■ **Aim of the exercise**: Gather every line of the listing below that contains the word "green", and copy each one. Match case exactly.

____ Input data

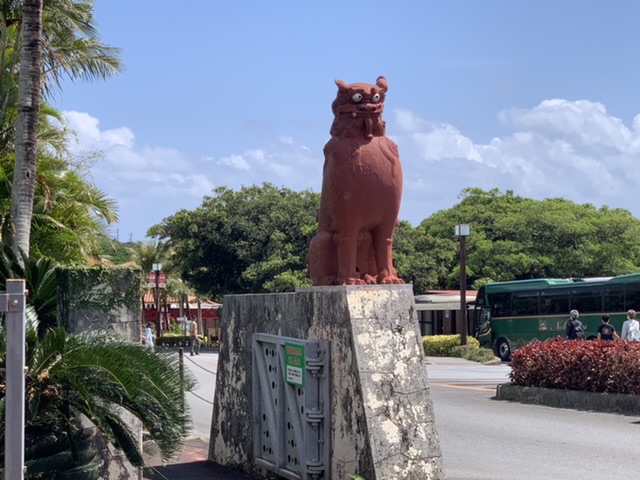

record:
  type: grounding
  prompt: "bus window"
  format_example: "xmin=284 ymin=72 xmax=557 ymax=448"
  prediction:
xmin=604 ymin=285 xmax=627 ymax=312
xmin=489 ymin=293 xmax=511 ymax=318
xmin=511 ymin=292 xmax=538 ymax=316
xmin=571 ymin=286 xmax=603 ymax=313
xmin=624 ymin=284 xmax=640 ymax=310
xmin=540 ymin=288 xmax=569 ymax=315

________
____ Input data

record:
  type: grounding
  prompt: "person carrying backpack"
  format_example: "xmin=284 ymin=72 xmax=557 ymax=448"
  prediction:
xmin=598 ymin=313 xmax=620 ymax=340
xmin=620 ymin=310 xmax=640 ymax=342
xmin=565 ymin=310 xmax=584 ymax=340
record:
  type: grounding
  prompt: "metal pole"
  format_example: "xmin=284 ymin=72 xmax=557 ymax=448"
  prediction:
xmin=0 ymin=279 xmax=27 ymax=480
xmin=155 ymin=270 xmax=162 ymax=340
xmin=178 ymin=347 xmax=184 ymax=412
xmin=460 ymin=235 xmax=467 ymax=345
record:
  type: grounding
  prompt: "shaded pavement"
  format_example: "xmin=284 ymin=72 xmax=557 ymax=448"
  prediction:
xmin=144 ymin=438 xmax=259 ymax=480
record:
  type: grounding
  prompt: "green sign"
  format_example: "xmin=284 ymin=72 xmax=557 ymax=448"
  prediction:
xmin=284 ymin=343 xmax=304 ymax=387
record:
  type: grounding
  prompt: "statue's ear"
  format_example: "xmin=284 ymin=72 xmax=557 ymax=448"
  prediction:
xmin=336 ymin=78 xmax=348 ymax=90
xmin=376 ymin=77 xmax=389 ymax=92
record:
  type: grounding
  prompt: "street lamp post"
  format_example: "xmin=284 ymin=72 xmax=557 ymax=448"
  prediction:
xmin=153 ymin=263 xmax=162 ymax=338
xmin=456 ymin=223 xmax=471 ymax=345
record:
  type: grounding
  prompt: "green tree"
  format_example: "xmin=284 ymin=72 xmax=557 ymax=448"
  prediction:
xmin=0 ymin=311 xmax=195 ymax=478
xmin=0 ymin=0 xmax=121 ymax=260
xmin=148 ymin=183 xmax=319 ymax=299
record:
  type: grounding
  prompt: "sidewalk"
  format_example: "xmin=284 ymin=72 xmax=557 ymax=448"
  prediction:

________

■ **Full solution**:
  prompt: "green sign"
  prompt: "green tree"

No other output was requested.